Brazilian dockers set to fire third salvo in Legislation war
Ports Minister Leonidas Cristino: “We will listen to what the unions have to say but we will not change the core of the legislation.”

Dockers unions have been simmering with resentment over MP 595 since it was launched in early December, 2012, and promised strike action “as soon as Carnival [which ran from February 8th to 17th this year] was over”.

They didn’t wait long to fire the first salvo when 50 dock workers boarded the heavylift vessel Zhen Hua 10 berthed in Santos in a dawn raid and halted the unloading of three ZPMC STS quay cranes and 11 RTGs destined for the new Reais1.2bn (US$610.4m) multi-purpose Embraport terminal.

After almost two days the 50 dock workers (mostly from the OGMO casual labour pool) were escorted of the Chinese vessel but not before extracting promises from government officials and a “one-off” agreement with Embraport that OGMO would “monitor” the Embraport facility despite it being in a private terminal.

Salvo number two was a national port strike on Friday February 22, 2013.

In Brasilia on Tuesday March 5, around 40,000 people marched through the streets to protest against MP 595 and now the third salvo could be fired with a nationwide port strike planned for Friday March 15 if the deadline expires without concessions from the Rousseff government to protect stevedore’s jobs and/or offer reasonable redundancy packages.

A spokesman for Codesp, the port authority for Santos, told CM: “We are expecting a strike here in Santos next Friday. The unions have said they will carry out a 12-hour stoppage to begin with, and they have carried out all threats in recent weeks.”

Luiz Araujo, the commercial director for Tecondi (Santos’s third biggest box terminal) also confirmed to CM that a strike was likely. He said: “We are expecting a strike but I guess it all depends on whether the government makes progress with the negotiations with the four unions involved.”

## Records supplied

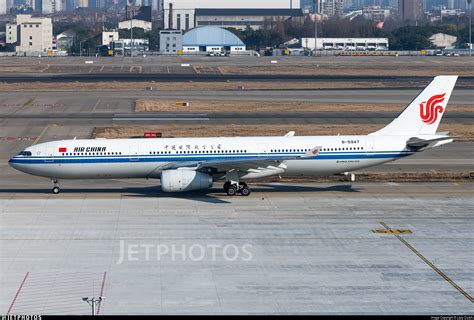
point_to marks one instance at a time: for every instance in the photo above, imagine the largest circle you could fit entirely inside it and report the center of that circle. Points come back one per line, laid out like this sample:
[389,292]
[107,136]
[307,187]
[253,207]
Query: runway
[123,101]
[289,248]
[229,117]
[306,248]
[198,77]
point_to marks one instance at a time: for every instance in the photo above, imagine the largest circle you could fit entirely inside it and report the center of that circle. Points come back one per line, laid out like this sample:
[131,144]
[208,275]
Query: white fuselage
[147,158]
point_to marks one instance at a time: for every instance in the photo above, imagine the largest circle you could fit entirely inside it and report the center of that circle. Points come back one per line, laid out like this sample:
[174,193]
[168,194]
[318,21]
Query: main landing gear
[56,188]
[232,188]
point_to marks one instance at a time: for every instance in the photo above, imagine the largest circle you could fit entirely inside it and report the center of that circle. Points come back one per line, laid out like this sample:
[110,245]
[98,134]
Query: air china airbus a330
[184,164]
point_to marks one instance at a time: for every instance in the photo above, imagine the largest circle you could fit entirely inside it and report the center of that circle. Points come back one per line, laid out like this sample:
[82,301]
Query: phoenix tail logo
[429,110]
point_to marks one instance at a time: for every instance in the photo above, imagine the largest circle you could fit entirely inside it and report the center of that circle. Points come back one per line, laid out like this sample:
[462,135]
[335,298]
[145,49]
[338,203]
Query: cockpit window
[25,153]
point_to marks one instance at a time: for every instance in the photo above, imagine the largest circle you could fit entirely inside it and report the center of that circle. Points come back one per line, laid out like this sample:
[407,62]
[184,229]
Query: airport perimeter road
[221,117]
[304,248]
[123,101]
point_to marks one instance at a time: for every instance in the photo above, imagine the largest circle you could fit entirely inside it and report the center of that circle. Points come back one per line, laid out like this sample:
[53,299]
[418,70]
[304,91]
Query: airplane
[186,164]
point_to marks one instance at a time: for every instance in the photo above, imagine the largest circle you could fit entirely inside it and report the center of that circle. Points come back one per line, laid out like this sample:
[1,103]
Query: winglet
[312,153]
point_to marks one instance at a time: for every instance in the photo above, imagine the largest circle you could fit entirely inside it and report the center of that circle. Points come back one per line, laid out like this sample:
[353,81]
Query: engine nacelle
[184,180]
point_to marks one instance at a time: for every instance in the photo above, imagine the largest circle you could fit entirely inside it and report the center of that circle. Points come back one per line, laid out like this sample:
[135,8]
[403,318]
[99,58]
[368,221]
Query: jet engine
[184,180]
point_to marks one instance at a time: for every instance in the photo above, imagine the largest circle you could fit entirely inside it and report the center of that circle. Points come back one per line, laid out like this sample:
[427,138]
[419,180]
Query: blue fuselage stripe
[203,157]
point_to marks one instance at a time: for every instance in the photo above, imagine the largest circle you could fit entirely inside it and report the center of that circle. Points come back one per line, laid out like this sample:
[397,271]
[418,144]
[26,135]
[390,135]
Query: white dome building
[211,39]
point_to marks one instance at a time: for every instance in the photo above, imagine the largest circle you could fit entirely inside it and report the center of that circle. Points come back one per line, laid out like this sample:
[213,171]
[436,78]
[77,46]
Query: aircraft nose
[12,163]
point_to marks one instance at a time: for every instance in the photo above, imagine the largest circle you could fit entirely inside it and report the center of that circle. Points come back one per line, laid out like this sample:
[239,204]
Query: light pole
[315,26]
[469,2]
[80,48]
[93,302]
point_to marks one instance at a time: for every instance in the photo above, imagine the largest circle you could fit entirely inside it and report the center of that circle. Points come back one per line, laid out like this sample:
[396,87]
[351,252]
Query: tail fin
[424,113]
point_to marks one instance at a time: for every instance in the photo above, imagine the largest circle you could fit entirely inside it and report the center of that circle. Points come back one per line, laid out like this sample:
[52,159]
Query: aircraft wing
[249,164]
[420,143]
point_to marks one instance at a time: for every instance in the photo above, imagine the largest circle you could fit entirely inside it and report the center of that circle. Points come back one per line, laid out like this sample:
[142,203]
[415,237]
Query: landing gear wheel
[245,191]
[231,191]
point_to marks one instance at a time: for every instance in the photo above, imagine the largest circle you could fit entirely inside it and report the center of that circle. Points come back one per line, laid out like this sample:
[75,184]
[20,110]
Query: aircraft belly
[93,170]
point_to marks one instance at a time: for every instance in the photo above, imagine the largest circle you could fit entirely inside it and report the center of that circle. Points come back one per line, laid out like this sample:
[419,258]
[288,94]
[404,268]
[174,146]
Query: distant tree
[410,38]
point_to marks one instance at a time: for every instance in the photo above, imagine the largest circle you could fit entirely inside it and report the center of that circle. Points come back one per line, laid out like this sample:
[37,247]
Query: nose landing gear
[233,187]
[56,188]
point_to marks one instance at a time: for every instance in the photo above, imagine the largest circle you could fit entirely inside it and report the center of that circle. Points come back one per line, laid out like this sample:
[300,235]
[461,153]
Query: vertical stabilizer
[424,113]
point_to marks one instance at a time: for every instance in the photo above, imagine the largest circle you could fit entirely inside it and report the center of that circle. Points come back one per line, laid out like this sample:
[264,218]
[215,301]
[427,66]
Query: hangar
[211,39]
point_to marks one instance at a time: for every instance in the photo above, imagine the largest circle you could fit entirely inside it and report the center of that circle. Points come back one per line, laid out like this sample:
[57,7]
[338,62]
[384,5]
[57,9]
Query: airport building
[331,8]
[410,10]
[171,41]
[185,14]
[108,37]
[11,30]
[33,35]
[360,44]
[135,23]
[243,18]
[211,39]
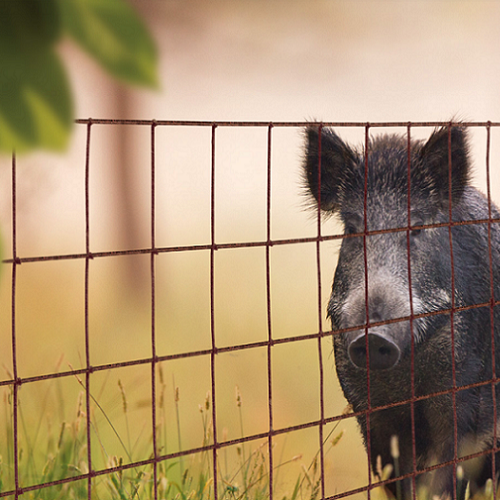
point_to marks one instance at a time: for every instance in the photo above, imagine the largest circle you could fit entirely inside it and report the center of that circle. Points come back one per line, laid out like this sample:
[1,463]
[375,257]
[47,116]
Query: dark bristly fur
[388,360]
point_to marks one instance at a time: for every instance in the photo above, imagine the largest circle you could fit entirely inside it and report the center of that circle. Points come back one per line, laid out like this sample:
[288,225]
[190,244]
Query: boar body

## The tasks
[1] Gather every line of the rows above that contains the word "white", treating uppercase and lowercase as different.
[2] Write the next part of the article about the Brazilian dockers' fight over MP 595, picking up after its last sentence.

## The answers
[1]
Query: white fuselage
Query: white dome building

[2]
Stevedores and other categories in Brazil are up in arms because they believe that MP 595 will lead to job losses for casual labour pool workers (OGMO) as all new business will, in their view, continue to gravitate towards the private, greenfield facilities that have recently been built e.g. Portonave, Itapoa and Embraport and that will be built in the future outside “Organised Port” areas if MP 595 goes ahead. These are mostly managed by Companhias Docas (Dock Companies) such as Codesp in Santos, CDRJ in Rio de Janeiro and Itajai Port Authority in Itajai.

However, under the new measures this arrangement is also set to change with the Secretariat of Ports (SEP) becoming responsible for centralised port planning. Ports Minister Leonidas Cristino told Brazilian media: “We will listen to what the unions have to say but we will not change the core of the legislation MP 595.”

Added to these woes, the Santos Brasil Tecon Santos facility – the largest in Latin America – and the TGG grain terminal have also had to deal with an ongoing strike by truck drivers for more than a week. This has caused several delays and some vessels have diverted to Libra Terminais’ T-37 facility and Tecondi terminal within Santos port.